** Problem to work on **
Rewrite every line of the material below, shifting each coordinate value in the answers up by 6 and keeping all other lines unchanged. Leave the pictures out.

[Dataset material on object pointing]
========================================

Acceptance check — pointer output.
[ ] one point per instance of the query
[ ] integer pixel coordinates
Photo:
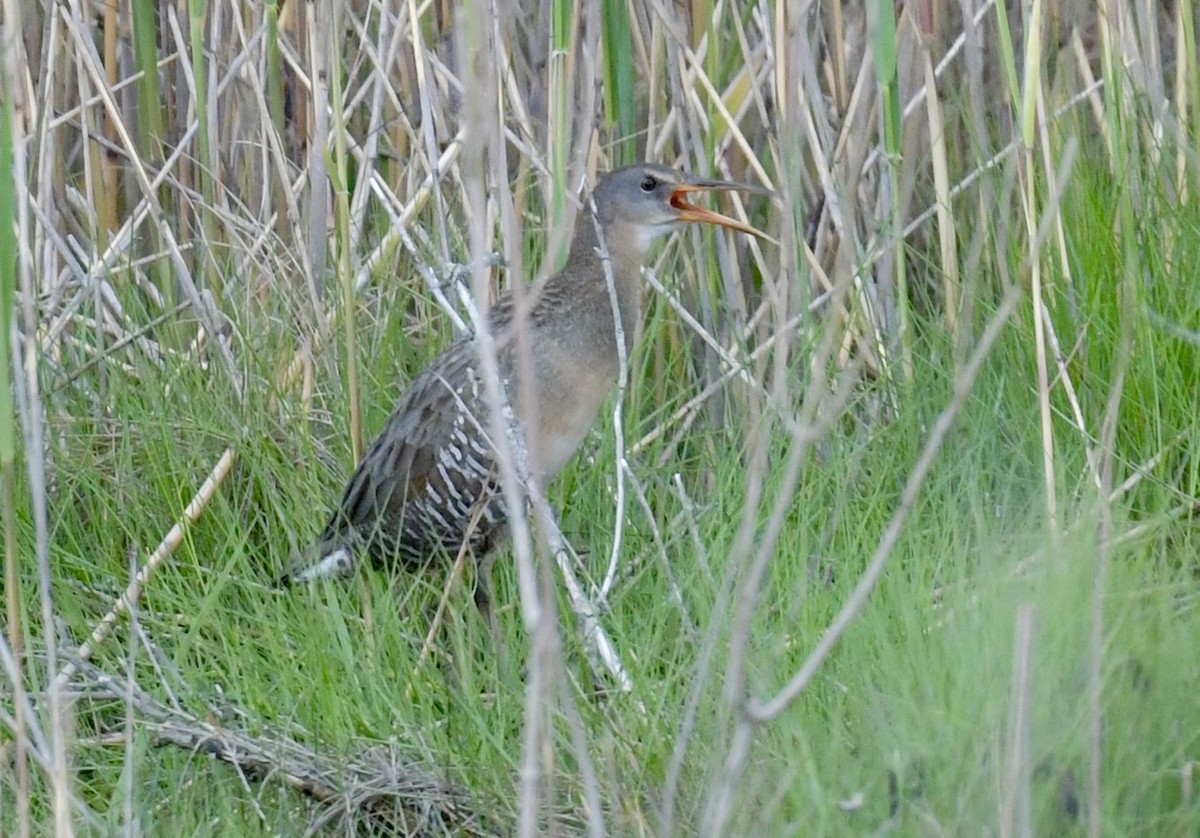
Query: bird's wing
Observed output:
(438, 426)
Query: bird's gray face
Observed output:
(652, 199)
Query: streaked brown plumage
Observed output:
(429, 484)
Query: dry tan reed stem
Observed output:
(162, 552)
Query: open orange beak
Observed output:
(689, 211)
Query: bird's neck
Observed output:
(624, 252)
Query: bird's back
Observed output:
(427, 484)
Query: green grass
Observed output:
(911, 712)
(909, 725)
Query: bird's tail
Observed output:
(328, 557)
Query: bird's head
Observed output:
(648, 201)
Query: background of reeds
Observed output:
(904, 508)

========================================

** Task output **
Acceptance check — pointer output.
[ ] one point per instance of the query
[ ] integer pixel coordinates
Photo:
Query: bird's wing
Observed output:
(444, 432)
Query: bird's gray face
Observed output:
(658, 205)
Query: streaked brown plumage
Observed output:
(435, 490)
Query: dry tan reed stem
Observed output:
(168, 558)
Query: open orange beak
Observed output:
(695, 217)
Query: bird's neck
Observed output:
(630, 258)
Query: bird's back
Observed output:
(433, 490)
Query: green grass
Observed output:
(917, 718)
(915, 731)
Query: bird's tail
Observed output:
(334, 563)
Query: bird's head
Observed output:
(654, 207)
Query: background of reeds
Observed output:
(910, 514)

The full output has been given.